> **Exercise task**
Please update the records from the line with "I need to verify whether any white" up to and including the line with "xmin=70 ymin=225 xmax=93 ymax=275" by changing "white dress shirt" to "gray dress shirt" and keeping everything else the same. Return only those lines, and leave the pictures out.

> **Dataset content**
.....

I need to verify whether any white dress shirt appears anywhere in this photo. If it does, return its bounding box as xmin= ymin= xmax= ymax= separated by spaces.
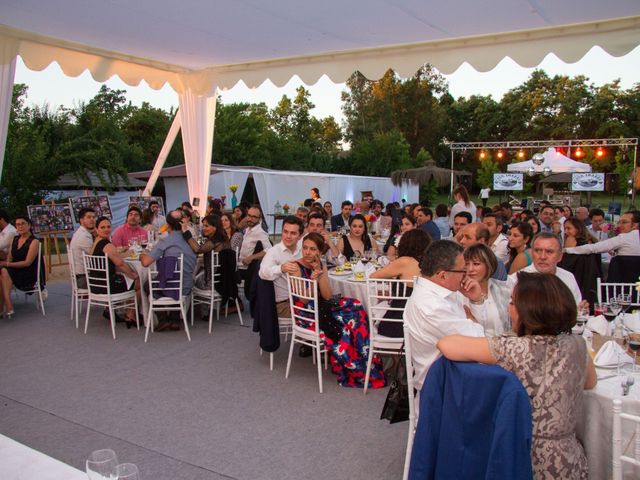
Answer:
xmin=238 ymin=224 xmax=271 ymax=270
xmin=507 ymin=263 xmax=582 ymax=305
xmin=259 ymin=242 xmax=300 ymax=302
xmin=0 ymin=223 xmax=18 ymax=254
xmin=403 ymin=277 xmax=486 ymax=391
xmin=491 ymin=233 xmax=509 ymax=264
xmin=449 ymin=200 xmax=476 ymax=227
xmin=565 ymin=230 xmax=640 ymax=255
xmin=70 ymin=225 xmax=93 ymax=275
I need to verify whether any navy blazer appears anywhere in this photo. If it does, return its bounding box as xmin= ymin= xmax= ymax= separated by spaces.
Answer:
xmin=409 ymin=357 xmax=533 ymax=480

.....

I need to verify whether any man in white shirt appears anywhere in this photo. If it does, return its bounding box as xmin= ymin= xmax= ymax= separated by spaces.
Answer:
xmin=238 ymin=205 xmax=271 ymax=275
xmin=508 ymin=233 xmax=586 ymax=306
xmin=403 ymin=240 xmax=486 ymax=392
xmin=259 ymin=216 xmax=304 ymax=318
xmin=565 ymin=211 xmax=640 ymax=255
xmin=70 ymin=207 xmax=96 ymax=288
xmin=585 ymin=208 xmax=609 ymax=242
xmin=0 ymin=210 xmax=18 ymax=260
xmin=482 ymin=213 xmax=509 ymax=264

.....

> **The output**
I need to verify whether any gray dress shirt appears anywhere in this photo. If it does, return its bounding box as xmin= ymin= xmax= ymax= separated by spaces.
Answer:
xmin=238 ymin=224 xmax=271 ymax=270
xmin=507 ymin=263 xmax=582 ymax=305
xmin=259 ymin=242 xmax=300 ymax=302
xmin=0 ymin=223 xmax=18 ymax=254
xmin=403 ymin=277 xmax=486 ymax=391
xmin=491 ymin=233 xmax=509 ymax=264
xmin=449 ymin=200 xmax=476 ymax=227
xmin=565 ymin=230 xmax=640 ymax=255
xmin=70 ymin=225 xmax=93 ymax=275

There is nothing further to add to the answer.